Text provided:
The living is a perpetual curacy; net income, £149, derived from land; patron and impropriator, T. R. G. Braddyll, Esq. The whole parish is free from the great tithes of corn and hay. The church is situated on the northern side of the town, on rising ground commanding a beautiful prospect: a Norman doorway and the tower are the only portions of the original church, the present edifice having been built in 1804. It contains a fine altar-piece, the Entombment of Christ, copied from Vandyke's picture in the Borghese Palace at Rome by Ghirardi, and presented by Mr. Braddyll: there is also a good organ by England. Trinity church was completed in 1832 from the designs of A. Salvin, Esq., of London, at a cost of £5301, and is in the early English style: the painting which adorns the altar of this edifice was also the gift of Mr. Braddyll, and is a copy, by the same artist, of the Crucifixion, by Guido, in the church of St. Lorenzo di Lucina at Rome. The living is a perpetual curacy, in the patronage of Mr. Braddyll, with a net income of £143, derived from pew-rents. In the rural parts of the parish are five separate incumbencies. The Independents, Wesleyans, and Roman Catholics have places of worship; and Sunday schools in connexion both with the churches and meetinghouses afford religious instruction to a large number of children. There are, besides, auxiliaries of the Christian Knowledge, the British and Foreign Bible, the Gospel Propagation, the Church Missionary, and London and Wesleyan Missionary, Societies.

Among the places of interest in the immediate vicinity is Conishead Priory, the seat of the Braddyll family. This splendid mansion occupies the site of a monastery founded by Gamel de Pennington for Black canons, and the revenue of which at the Dissolution was £124. 2. 1.: the conventual building was then dismantled, and the materials were sold for £333. 6. 3½. Some remains of the cemetery, pillars of the transepts, the foundation walls of the church, with several skeletons, were discovered in 1823, when preparing the site for the present building. The mansion is in the early English style, in an extensive park, with gardens exquisitely laid out, and terraces 858 feet in length: the entrance hall is 61 feet long, with painted windows of great beauty, and adorned with suits of armour; the other apartments are fitted up in a style of luxurious elegance, and contain some fine pictures. Also, may be mentioned, Bardsea Hall, a good specimen of a Swiss villa; Chapel Island, on the Sands; the bold promontory or headland, The Hoad, whence a good general view is obtained of the town and the surrounding country; and Swarthmoor Hall, in which George Fox, founder of the Society of Friends, resided, now in a dilapidated condition. His study and bedroom here are objects of great curiosity; in the latter is a substantial antique bedstead with carved posts, on which he used to repose, and which any of his followers, it is said, are permitted to occupy for a night. The Friends' meeting-house near Swarthmoor Hall is a plain structure: over the doorway is the inscription "Ex dono G. F. 1688." This was one of the first meetinghouses erected for the Society, and was a gift from George Fox himself, as the inscription imports. Richard de Ulverston, a monk of considerable eminence, and author of a work entitled Articles of Faith, was born at Ulverston in 1434.

Record extracts:

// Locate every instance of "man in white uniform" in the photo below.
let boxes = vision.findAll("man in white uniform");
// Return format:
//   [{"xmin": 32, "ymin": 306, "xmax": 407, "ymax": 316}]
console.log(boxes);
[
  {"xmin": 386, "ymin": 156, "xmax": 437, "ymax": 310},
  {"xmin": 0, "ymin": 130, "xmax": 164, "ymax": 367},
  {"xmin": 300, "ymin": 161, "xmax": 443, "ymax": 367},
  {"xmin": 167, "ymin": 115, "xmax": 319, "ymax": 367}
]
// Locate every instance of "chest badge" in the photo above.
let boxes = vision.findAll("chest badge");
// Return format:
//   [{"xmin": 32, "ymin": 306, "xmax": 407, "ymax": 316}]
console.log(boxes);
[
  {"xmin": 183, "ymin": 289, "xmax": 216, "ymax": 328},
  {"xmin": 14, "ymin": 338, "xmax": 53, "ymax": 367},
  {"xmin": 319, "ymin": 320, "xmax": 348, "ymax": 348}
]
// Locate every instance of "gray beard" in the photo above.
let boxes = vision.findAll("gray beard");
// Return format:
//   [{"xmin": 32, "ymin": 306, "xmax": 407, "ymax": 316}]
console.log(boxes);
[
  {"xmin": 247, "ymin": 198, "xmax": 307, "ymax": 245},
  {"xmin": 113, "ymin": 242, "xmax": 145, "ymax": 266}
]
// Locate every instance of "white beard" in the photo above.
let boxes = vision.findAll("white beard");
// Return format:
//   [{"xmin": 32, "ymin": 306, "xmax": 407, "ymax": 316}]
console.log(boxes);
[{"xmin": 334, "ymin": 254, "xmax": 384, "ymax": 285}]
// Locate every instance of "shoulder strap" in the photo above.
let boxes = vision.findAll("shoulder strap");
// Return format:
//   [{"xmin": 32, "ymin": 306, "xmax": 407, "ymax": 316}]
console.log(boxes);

Written instruction 1:
Extract each line of the records that contains the string "beard".
Written instruction 2:
Continue the passage on Ulverston, starting after its last sentence.
The passage on Ulverston and the records are unrelated.

Exercise result 1:
// Locate every instance of "gray beard" in the photo above.
let boxes = vision.findAll("gray beard");
// Locate every instance of "white beard" in the photo above.
let boxes = vision.findAll("white beard");

Exercise result 2:
UNDERBARROW, a chapelry, in the parish, union, and ward of Kendal, county of Westmorland, 2¾ miles (W.) from Kendal; containing, with Bradley-Field, 515 inhabitants. The living is a perpetual curacy; net income, £92; patron, the Vicar of Kendal.


UNDERMILBECK, a township, in the parish of Windermere, union and ward of Kendal, county of Westmorland, 8 miles (W. by N.) from Kendal; containing, with the chapelry of Winster, 1033 inhabitants. The tithes have been commuted for £12 per annum, and there is some glebe land. A school is supported by endowment.


UNDER-SKIDDAW, a township, m the parish of Crosthwaite, union of Cockermouth, Allerdale ward below Derwent, W. division of Cumberland, 6 miles (N. N. W.) from Keswick; containing 549 inhabitants. A school is supported by donations amounting to nearly £100 a year; and a handsome school-house has been erected at High Hill, in the township, at the expense of James Stanger, Esq., in which girls are taught on the national system.


UNDERWOOD, with Offcoat, a liberty, in the parish of Ashbourn, hundred of Wirksworth, S. division of Derbyshire; with 344 inhabitants.


UNDERWOOD, a hamlet, in the parish of Selston, union of Basford, N. division of the wapentake of Broxtow and of the county of Nottingham; containing 412 inhabitants.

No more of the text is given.